*TASK TO COMPLETE*: An exact reproduction of the lines from the one with "point: aluminum panel" to the end of the data below is required. No other lines may be included.

EXERCISE MATERIALS START

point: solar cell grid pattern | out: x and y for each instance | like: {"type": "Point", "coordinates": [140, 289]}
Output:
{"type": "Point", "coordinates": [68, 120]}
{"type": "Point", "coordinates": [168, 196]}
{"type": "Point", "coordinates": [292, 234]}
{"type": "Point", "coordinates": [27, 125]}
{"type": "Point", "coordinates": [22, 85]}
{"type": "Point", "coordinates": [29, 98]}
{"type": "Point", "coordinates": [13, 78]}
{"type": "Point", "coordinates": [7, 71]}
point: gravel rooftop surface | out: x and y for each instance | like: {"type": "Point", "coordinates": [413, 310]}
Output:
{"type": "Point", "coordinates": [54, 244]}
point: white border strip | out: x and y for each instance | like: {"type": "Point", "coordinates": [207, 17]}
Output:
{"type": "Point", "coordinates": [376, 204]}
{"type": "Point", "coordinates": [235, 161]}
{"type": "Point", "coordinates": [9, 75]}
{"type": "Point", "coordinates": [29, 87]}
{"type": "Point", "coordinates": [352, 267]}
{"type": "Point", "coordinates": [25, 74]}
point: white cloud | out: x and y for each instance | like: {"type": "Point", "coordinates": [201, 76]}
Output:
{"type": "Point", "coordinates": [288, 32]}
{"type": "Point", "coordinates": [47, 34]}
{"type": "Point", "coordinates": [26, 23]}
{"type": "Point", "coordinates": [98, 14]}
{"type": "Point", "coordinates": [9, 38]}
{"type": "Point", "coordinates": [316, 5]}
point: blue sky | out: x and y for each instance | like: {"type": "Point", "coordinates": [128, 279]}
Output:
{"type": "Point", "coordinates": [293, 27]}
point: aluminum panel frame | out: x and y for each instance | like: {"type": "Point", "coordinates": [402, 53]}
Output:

EXERCISE MATERIALS END

*ANSWER FOR THIS EXERCISE*:
point: aluminum panel frame | out: x and y for each instance | like: {"type": "Point", "coordinates": [402, 53]}
Output:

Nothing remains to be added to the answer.